**Work required**
Each line below must be set down exactly; omit any image you find.
** Opening Data to use block **
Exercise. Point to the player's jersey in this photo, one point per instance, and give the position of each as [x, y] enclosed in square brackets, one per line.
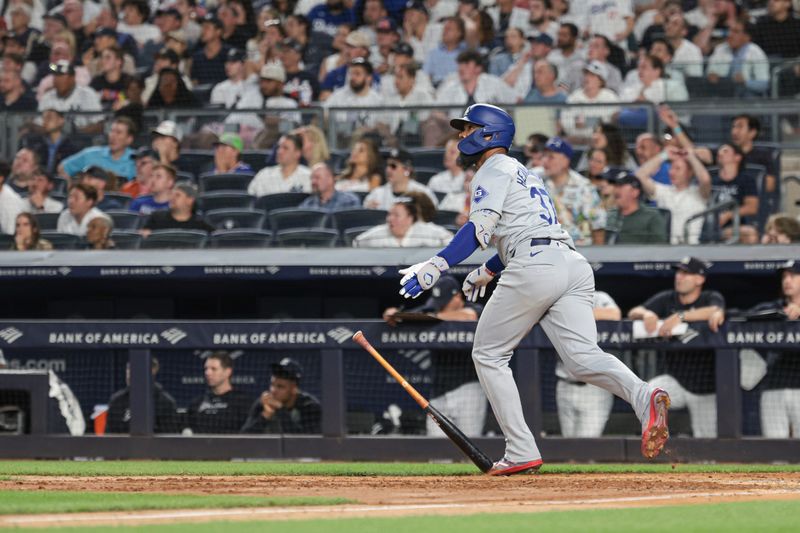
[505, 186]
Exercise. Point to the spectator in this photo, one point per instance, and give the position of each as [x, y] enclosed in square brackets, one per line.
[208, 62]
[683, 197]
[631, 222]
[544, 90]
[285, 408]
[11, 204]
[67, 96]
[164, 177]
[451, 179]
[119, 410]
[362, 171]
[399, 181]
[101, 180]
[115, 157]
[181, 214]
[228, 93]
[166, 142]
[576, 201]
[403, 229]
[288, 175]
[15, 95]
[172, 92]
[358, 93]
[81, 209]
[227, 155]
[741, 61]
[38, 200]
[578, 123]
[27, 235]
[145, 158]
[221, 409]
[324, 194]
[689, 376]
[442, 60]
[98, 234]
[781, 229]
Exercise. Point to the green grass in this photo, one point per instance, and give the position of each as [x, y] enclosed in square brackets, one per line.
[717, 518]
[30, 502]
[212, 468]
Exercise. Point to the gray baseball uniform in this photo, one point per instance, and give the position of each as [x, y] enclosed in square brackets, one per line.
[547, 282]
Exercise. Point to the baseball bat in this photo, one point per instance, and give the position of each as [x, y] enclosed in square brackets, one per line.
[447, 426]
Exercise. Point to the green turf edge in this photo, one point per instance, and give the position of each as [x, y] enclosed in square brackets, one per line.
[774, 516]
[40, 502]
[212, 468]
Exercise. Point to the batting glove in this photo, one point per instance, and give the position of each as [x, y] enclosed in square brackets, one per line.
[475, 283]
[422, 276]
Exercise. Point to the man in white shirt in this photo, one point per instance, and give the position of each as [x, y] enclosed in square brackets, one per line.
[80, 210]
[288, 175]
[399, 182]
[740, 60]
[11, 204]
[452, 178]
[357, 93]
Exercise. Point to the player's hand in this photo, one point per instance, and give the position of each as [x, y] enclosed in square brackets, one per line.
[475, 283]
[422, 276]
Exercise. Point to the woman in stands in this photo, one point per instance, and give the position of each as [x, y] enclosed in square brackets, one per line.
[363, 170]
[27, 235]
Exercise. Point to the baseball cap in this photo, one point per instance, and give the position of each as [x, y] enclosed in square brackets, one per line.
[441, 294]
[273, 71]
[287, 368]
[235, 55]
[598, 69]
[692, 265]
[168, 128]
[232, 140]
[62, 67]
[790, 266]
[358, 39]
[560, 146]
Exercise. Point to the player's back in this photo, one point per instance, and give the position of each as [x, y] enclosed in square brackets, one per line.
[504, 185]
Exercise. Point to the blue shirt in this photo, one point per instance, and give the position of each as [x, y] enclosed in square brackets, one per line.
[124, 167]
[441, 62]
[147, 204]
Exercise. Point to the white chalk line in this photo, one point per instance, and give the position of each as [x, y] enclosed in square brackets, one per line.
[222, 513]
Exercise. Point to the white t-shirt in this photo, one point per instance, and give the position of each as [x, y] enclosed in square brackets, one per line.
[270, 180]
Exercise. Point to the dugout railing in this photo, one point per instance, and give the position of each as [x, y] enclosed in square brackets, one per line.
[338, 360]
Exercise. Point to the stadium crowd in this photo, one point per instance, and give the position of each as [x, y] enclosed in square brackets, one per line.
[105, 183]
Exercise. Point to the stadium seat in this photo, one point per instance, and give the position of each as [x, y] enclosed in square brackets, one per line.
[224, 200]
[236, 218]
[123, 198]
[240, 238]
[63, 241]
[307, 237]
[351, 218]
[175, 239]
[224, 182]
[126, 240]
[281, 200]
[280, 219]
[125, 220]
[47, 221]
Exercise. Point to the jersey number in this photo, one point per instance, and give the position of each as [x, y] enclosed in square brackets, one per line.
[548, 213]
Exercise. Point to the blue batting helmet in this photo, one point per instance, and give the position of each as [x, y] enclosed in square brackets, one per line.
[495, 124]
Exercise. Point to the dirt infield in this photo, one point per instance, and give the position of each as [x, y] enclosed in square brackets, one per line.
[389, 496]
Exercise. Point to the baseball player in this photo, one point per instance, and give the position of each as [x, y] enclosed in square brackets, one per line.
[545, 280]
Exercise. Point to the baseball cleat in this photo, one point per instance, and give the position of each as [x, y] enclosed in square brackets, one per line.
[504, 467]
[656, 433]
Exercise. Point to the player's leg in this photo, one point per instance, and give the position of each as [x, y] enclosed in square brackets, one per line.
[521, 297]
[774, 415]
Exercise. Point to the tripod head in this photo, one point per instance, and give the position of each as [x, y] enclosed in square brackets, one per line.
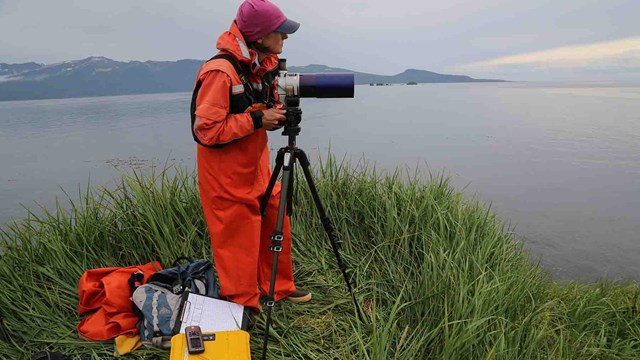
[292, 124]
** Closing Data to use block **
**Result of the task**
Exercise. Point to the player's jersey in this photo, one point per instance, and give the position of each as [x, y] enclosed in square brackets, one per line.
[505, 186]
Exercise. Point to the spectator in this photo, one point per instance, and give the position of each as [x, y] enclosed in square brackets, one per line.
[208, 62]
[683, 197]
[631, 222]
[544, 90]
[285, 408]
[11, 204]
[67, 96]
[164, 177]
[451, 179]
[119, 410]
[362, 171]
[399, 181]
[101, 180]
[115, 157]
[181, 214]
[228, 93]
[166, 142]
[576, 201]
[403, 229]
[288, 175]
[15, 95]
[172, 92]
[358, 93]
[81, 209]
[227, 155]
[741, 61]
[38, 200]
[578, 123]
[27, 235]
[145, 158]
[221, 409]
[324, 194]
[689, 376]
[442, 60]
[98, 234]
[781, 229]
Exercise. Point to the green grass in this photo, one point per instance, and give the position of each as [x, y] enclosed in square brackets, one per line.
[717, 518]
[30, 502]
[212, 468]
Exercise. Point to the gray baseball uniform in this photo, one point per instance, and give the position of each as [x, y] enclosed in square brackets, one per line.
[547, 282]
Exercise. Point to the baseball bat in this photo, one point per instance, and give the position of each as [x, y] enclosed in square brackets, one per line.
[447, 426]
Exercise. Point to the green turf edge in this photo, one point per instance, and give the position of each as [x, y] enclosed in square brackets, one per line.
[774, 516]
[40, 502]
[212, 468]
Exercise. Point to the batting glove in this photo, one point per instance, and give the position of each as [x, y] enclosed in square brackets, one per line.
[475, 283]
[422, 276]
Exercise. Point to the man in white shirt in this photo, one point per instance, and give the position of each as [x, y] enclosed in square brackets, one per line.
[80, 210]
[288, 175]
[399, 182]
[740, 60]
[11, 204]
[452, 178]
[357, 93]
Exercise. Point to the player's hand in this photo, one point per instance, and give the position of each as [x, y] enclosed in square brackets, one per line.
[475, 283]
[422, 276]
Exercise. Point to the woman in stands in this photo, one point per instance, and give the position of each as [x, y] enclosed in square brackets, one per line.
[363, 170]
[27, 235]
Exercise. Point to the baseball cap in this photo, one point per instance, and give the position of each as [x, y] enclosed in square brackets, one per line.
[441, 294]
[273, 71]
[287, 368]
[235, 55]
[598, 69]
[692, 265]
[168, 128]
[232, 140]
[62, 67]
[790, 266]
[358, 39]
[560, 146]
Exercise. Point to the player's back in this photo, one point per instance, and give the position of each as [x, y] enclosed in square brackets, one per line.
[504, 185]
Exercise. Point to the blue shirt in this photo, one point per instance, and give the position of each as [x, y] enclosed in square brackets, one per line.
[124, 167]
[441, 62]
[147, 204]
Exercise. Point to the white chalk line in this photo, one point per instance, and give the position of each as [x, y] enclosed in square brackets, one per line.
[222, 513]
Exercise. Point to the white t-shirt in this photo, one point per instance, and give the position of each as [x, y] enclosed in square brackets, one per line.
[270, 180]
Exercise. Point to the dugout railing in this photo, one point per instance, and give the position of each as [x, y] enclosed in square brackets, one per line.
[338, 360]
Exercise. Point to the stadium crowd in this photo, one point per instance, and give the position of each as [x, y] enclosed in square brackets, one per line.
[105, 183]
Exercise. Point to the stadium seat in this photo, one point per instance, and give the position of each as [x, y] enclosed in square brackets, one per line.
[224, 200]
[236, 218]
[123, 198]
[240, 238]
[63, 241]
[307, 237]
[351, 218]
[175, 239]
[224, 182]
[126, 240]
[281, 200]
[280, 219]
[125, 220]
[47, 221]
Exercise. Point to the jersey number in this photo, one point per instance, and give the position of each as [x, y] enclosed in square brackets, one per line.
[548, 213]
Exercise. Point to the blue batting helmet in this photo, one point per instance, and give the position of each as [x, y] enclosed in square brackets, one per line.
[495, 124]
Exercise. Point to the dirt infield in this photo, one point per instance, and give the position of each as [x, y] enclosed in square brackets, one per line.
[389, 496]
Exercise. Point to the baseball player in this photo, one point per instance, and give the position of each as [x, y] enclosed in square brackets, one per line.
[545, 280]
Exercise. Point to the baseball cleat in this photo, one point per instance, and give the position of each as [x, y] enclosed in square brackets, one per line.
[504, 467]
[656, 433]
Exercise. Point to the player's leg in this photo, one point per instance, and give the position of each as [x, y] enclosed in square brackets, one per line.
[521, 297]
[774, 415]
Exercise. Point to the tripod head in this photo, one point per instance, and give the position of each as [x, y] enclosed in square brackets, one per line.
[292, 124]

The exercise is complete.